*Problem requirements*. Reproduce every line of the material below, but drop the pictures.

*Supplied entries*.
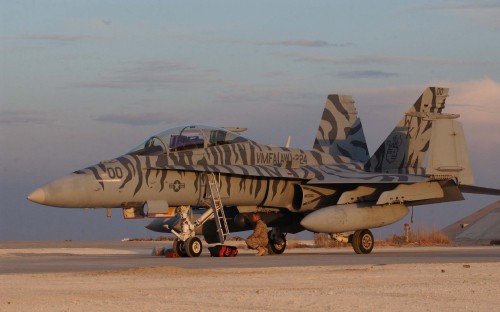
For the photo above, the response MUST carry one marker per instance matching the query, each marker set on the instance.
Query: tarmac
(86, 256)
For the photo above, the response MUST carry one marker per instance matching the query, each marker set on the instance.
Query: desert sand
(398, 287)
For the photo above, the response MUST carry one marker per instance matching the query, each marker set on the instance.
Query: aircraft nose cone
(37, 196)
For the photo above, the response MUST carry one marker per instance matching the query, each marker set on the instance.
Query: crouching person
(258, 239)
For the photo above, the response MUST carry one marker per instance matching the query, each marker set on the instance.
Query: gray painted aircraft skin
(334, 188)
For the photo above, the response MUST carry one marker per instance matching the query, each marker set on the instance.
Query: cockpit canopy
(186, 138)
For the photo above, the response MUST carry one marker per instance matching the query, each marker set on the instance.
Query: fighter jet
(201, 180)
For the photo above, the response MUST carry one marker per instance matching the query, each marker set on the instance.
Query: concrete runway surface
(82, 256)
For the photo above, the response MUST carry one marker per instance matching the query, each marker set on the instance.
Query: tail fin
(404, 149)
(340, 132)
(448, 154)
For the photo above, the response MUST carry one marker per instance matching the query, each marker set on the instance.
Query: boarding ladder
(213, 195)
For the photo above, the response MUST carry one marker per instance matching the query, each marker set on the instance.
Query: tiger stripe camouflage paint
(282, 183)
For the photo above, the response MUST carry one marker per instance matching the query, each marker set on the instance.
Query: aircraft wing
(337, 175)
(472, 189)
(315, 174)
(255, 171)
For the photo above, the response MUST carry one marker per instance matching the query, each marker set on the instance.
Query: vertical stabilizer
(340, 132)
(448, 154)
(404, 149)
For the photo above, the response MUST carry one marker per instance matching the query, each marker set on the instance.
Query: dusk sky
(85, 81)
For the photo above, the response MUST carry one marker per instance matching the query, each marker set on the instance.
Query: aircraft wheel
(277, 247)
(193, 247)
(363, 242)
(179, 247)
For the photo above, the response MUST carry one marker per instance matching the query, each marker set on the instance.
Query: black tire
(363, 242)
(179, 248)
(193, 247)
(276, 248)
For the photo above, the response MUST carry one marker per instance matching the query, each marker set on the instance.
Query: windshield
(186, 138)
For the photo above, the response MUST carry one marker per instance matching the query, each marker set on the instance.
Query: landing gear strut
(362, 241)
(277, 242)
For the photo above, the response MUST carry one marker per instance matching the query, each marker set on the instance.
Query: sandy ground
(413, 287)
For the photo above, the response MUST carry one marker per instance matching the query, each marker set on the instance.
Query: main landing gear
(362, 241)
(277, 242)
(192, 247)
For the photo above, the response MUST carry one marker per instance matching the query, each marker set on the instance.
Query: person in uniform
(258, 239)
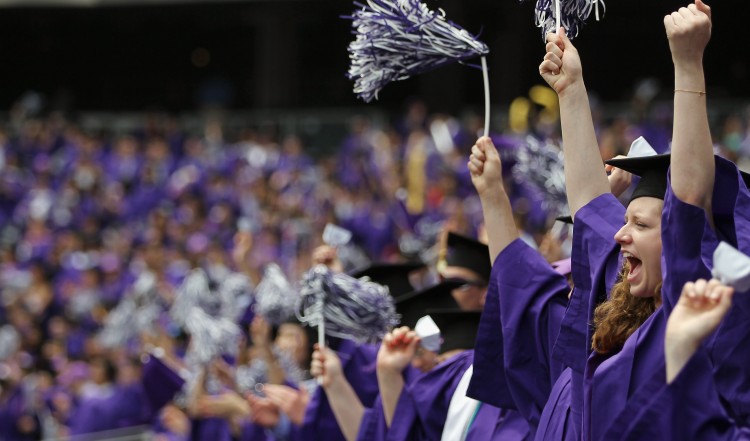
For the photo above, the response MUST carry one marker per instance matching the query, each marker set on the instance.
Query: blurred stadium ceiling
(98, 3)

*Result of the exercise*.
For the photo above, the response MUST carry one marker per instance matching the query, each marker set on the instance.
Query: tarmac
(86, 256)
For the photo above, the response MUST carry one marker per instance matching the query, each marker set on the instance.
Query: desert sand
(398, 287)
For the photo above, the response MUST carry one marker per instance matching the query, each marker set on the instance.
Query: aircraft nose cone
(37, 196)
For the photo above, the response MUST carry one marker per instance matching the query, each marker set on the instance.
Query: crouching person
(258, 239)
For the photo above, the response MUST carry one marker per instance matching the query, each marker set on the instance.
Query: gray painted aircraft skin
(334, 188)
For the photo above, the response MUST carry one marker per instance matching the query, each marker set on the instance.
Query: cockpit canopy
(186, 138)
For the photo above, the response MUST carry one marker per instance matching the query, each marker set on the instance.
Query: fighter jet
(201, 180)
For the photo above, the response MUST carry one marker per instance matching the query, each marker set on the instance.
Query: concrete runway surface
(82, 256)
For the photo above, the response MUST carry one marker per instance matching the query, each marker set on the instance.
Query: tail fin
(404, 149)
(340, 132)
(448, 154)
For the photo above, the response MUST carry one marker per instance matching the query, each marker set on the instance.
Query: boarding ladder
(213, 195)
For the photo above, the response MUST carry one marker per instance matching the query, each marker set on the instance.
Query: tiger stripe camouflage paint
(282, 183)
For the photo above, the response MUST carry one marker per instance matching the query, each marker set on the instance.
Query: aircraft wing
(337, 175)
(472, 189)
(315, 174)
(255, 171)
For the photo above, the response MUST carry one marker per instance matching the query, each marker set on the instance.
Query: vertical stabilizer
(340, 132)
(448, 154)
(404, 149)
For the photo above, the response MUST carry one marker per instance matching the query, each marker set on the instance.
Query: dusk sky
(85, 81)
For the photo above, the response MUST carry one marker per instance matching the query, each marker set on the instance.
Query: aircraft wheel
(277, 247)
(193, 247)
(363, 242)
(179, 247)
For the photo above, the response MUST carry one marker per instance matching the query, each marker set on the instance.
Query: black tire
(363, 242)
(179, 248)
(193, 247)
(276, 248)
For the photo above, the response MUST carry one marker per instance matching the query, each marker set on the instance.
Query: windshield
(186, 138)
For the photo above, the response MUST carry one marker per instance matching the query, each marker set on the instance.
Query: landing gear strut
(362, 241)
(277, 242)
For the photo above, the response MUST carry one marker per instance matching the query, each marker set on the instance.
Query: sandy ground
(413, 287)
For the photo above, the response MUST carry one marker per instance matching the query, each marker set on the instance.
Query: main landing gear
(362, 241)
(277, 242)
(192, 247)
For the photo above, the response MUST carry one marker per instance matching the query, each marker set on the instance.
Query: person in uniform
(258, 239)
For the photo above, the response MUST carry one marker per instance matching the query, each marker set on the instance.
Query: blurred stadium ceiling
(98, 3)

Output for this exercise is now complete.